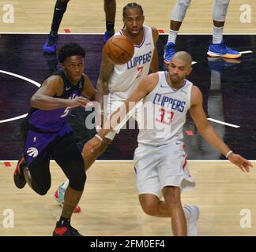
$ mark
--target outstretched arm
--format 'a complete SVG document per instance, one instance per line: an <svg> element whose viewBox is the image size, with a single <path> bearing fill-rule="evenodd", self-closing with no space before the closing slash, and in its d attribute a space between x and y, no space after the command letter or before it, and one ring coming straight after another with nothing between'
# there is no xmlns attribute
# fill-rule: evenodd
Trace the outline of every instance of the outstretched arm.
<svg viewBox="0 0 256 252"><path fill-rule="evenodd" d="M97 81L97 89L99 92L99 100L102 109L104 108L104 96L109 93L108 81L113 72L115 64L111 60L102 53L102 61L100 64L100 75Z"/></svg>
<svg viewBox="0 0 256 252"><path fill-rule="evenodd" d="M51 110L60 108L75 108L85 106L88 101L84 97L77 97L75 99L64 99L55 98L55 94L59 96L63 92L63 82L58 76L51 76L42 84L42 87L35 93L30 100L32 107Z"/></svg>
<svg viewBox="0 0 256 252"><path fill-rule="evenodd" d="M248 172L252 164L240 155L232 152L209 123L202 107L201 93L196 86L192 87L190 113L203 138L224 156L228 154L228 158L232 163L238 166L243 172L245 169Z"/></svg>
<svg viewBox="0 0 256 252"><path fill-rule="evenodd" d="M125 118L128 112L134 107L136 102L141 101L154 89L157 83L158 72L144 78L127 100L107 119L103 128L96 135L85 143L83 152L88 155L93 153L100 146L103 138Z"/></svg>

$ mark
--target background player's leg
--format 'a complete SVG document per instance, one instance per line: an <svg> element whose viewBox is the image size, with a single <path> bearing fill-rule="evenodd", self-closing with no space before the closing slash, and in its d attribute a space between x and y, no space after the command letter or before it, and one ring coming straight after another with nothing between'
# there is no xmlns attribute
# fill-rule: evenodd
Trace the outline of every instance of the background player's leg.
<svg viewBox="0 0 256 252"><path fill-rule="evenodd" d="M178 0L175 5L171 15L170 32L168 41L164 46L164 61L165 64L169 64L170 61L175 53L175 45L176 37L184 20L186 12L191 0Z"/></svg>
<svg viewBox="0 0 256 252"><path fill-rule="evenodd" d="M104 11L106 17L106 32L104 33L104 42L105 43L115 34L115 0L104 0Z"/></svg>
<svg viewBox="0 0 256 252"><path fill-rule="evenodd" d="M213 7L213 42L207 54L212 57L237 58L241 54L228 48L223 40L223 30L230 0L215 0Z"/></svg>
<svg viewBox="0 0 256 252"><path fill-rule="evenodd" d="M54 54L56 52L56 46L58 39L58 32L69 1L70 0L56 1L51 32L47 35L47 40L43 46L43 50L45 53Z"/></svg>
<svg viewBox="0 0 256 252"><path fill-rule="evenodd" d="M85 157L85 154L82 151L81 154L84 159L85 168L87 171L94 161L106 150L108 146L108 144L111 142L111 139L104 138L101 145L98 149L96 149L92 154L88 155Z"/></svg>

________

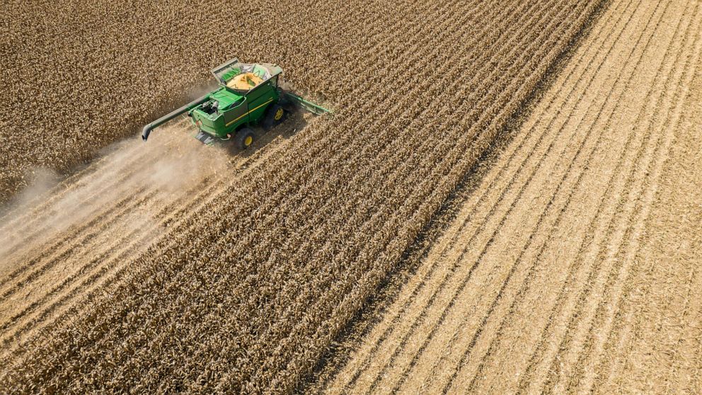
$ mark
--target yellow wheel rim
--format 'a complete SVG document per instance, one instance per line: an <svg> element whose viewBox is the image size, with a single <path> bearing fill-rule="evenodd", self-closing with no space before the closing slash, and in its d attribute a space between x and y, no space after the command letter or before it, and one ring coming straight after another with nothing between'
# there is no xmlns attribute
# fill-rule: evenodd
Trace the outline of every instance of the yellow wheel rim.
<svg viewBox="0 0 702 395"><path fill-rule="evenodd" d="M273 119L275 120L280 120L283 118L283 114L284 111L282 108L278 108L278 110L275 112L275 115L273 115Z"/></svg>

________

**Problem requirements**. Extract every line from the entries above that contains the string "outstretched". Matching is case-sensitive.

**The response**.
--target outstretched arm
Trace the outline of every instance of the outstretched arm.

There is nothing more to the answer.